TEXT PASSAGE —

* BEGIN *

Salem is a compact rural community and unincorporated place in the incorporated township of Centre Wellington, Wellington County, in southwestern Ontario, Canada.

Economy
Local business area in Salem is mainly found along and near Woolwich Street (County Road) and County Road 7 including:

 Esso gas station with convenience store
 Ontario Potato Board office
 Strata Gallery
 Mirage Limousine 
 Salem Collision
 Deboer's Farm Equipment
 Burns Motorsports
 Artech Millwright
 Shantz Automotive

Transportation

Salem has two bridges that over Irvine Creek:

 Pratt truss bridge carrying Woolwich Street West: paved single lane in each direction with single sided sidewalk for pedestrians on northside
 Concrete beam bridge carried unpaved Washington Street: requiring traffic to yield as bridge too narrow to carry two way traffic has been closed

Wellington County Road 7 and Wellington County Road 10 (Woolwich Street West and Geddes Street) are then main primary roads connecting Salem with other communities. Most of the roads in Salem are gravel other than the two aforementioned county roads. Within Salem there is one traffic light at Woolwich and Wellington County Road 7 with all other intersections controlled by stop signs.

* END *

WHAT YOU HAVE TO DO — Resume the passage on Salem, Ontario, continuing from its final sentence.

LISTING —
* BEGIN *

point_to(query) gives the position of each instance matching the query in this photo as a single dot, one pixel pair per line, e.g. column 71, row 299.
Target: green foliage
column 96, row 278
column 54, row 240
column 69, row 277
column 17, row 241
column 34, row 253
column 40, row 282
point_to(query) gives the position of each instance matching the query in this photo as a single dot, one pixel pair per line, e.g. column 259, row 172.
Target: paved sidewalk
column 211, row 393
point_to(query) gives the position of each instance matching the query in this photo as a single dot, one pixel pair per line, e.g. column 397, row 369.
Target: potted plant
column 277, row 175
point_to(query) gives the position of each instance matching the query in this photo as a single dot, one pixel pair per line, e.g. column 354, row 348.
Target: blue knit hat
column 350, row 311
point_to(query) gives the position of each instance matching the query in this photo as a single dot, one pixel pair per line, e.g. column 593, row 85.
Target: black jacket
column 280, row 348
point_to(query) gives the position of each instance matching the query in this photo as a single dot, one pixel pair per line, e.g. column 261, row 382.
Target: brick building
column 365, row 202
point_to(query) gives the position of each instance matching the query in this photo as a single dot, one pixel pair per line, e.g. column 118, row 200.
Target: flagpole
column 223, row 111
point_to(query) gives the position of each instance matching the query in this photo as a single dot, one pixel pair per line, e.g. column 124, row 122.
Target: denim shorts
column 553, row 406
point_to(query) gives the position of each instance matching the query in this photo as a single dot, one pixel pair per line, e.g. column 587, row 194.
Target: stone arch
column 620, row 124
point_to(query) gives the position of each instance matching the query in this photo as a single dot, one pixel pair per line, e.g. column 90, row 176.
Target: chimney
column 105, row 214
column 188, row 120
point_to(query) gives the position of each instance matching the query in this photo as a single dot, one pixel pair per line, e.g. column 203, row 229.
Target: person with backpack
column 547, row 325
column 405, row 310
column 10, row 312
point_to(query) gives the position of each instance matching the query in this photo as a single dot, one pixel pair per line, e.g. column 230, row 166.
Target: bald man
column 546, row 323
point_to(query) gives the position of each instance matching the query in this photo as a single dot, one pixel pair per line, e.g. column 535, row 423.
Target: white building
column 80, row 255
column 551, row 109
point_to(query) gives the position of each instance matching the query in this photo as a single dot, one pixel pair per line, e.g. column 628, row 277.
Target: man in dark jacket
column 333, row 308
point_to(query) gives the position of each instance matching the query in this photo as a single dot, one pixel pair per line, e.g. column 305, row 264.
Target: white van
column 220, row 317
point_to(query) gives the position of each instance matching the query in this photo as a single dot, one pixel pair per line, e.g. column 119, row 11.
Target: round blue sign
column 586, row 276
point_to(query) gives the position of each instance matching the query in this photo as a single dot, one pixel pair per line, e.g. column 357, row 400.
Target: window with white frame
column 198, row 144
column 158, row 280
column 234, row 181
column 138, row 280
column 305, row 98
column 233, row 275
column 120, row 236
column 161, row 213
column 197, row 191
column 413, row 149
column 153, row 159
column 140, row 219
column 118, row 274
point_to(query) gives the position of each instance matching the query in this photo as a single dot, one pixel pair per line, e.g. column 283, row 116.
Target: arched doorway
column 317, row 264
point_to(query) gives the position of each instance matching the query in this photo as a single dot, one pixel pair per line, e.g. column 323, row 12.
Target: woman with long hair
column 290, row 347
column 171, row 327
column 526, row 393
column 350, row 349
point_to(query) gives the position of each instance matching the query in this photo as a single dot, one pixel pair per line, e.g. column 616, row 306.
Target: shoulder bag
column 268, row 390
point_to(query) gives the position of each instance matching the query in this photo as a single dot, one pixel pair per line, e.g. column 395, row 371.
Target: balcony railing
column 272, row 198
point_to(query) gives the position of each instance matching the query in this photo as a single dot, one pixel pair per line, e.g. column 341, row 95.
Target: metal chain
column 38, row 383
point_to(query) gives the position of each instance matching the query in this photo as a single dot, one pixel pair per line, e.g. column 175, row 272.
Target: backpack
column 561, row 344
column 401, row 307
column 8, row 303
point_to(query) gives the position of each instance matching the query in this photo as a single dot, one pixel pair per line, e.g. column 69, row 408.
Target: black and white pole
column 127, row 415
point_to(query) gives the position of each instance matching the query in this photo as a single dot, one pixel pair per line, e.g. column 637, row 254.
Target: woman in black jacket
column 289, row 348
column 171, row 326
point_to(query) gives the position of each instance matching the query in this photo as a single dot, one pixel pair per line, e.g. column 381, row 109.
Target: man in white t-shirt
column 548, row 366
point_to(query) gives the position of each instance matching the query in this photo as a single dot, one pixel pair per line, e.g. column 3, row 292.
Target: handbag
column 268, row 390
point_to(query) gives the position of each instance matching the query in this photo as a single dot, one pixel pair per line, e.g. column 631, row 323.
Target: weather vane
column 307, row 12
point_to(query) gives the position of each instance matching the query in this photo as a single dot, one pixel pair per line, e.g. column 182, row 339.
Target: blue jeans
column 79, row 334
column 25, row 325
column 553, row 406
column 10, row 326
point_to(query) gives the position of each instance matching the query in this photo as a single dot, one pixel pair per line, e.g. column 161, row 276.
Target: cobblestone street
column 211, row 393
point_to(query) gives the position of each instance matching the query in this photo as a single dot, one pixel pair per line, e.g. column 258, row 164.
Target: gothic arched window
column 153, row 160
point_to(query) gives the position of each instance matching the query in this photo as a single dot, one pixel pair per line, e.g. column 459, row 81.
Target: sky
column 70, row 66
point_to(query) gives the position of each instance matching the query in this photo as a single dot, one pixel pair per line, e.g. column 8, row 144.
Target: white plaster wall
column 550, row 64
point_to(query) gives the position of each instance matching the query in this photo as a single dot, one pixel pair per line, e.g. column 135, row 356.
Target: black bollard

* END *

ANSWER TO THIS EXERCISE —
Education

Salem Public School is the only school situated in Salem and belongs to the Upper Grand District School Board. Secondary students needs to travel to Fergus, Ontario to attend Centre Wellington District High School.

The old Salem School House at 93 Woolwich Street West (Woolwich Street and Wellington County Road 7) is now home to Strata Gallery.

The nearest Catholic school (within the Wellington Catholic District School Board) is St. Mary's Catholic School in Elora Ontario. The closest Catholic high school is found in Guelph, Ontario.

Recreation

Recreation facilities located within Salem are Centre Wellington Ball Hockey Club and Veteran's Park.

Neighbourhoods

Most residents live along the areas along Irvine Creek and is known for its many historic stone houses. In recent years, Salem's size has grown due to an urban development on William Street, between Water Street and Victoria Street.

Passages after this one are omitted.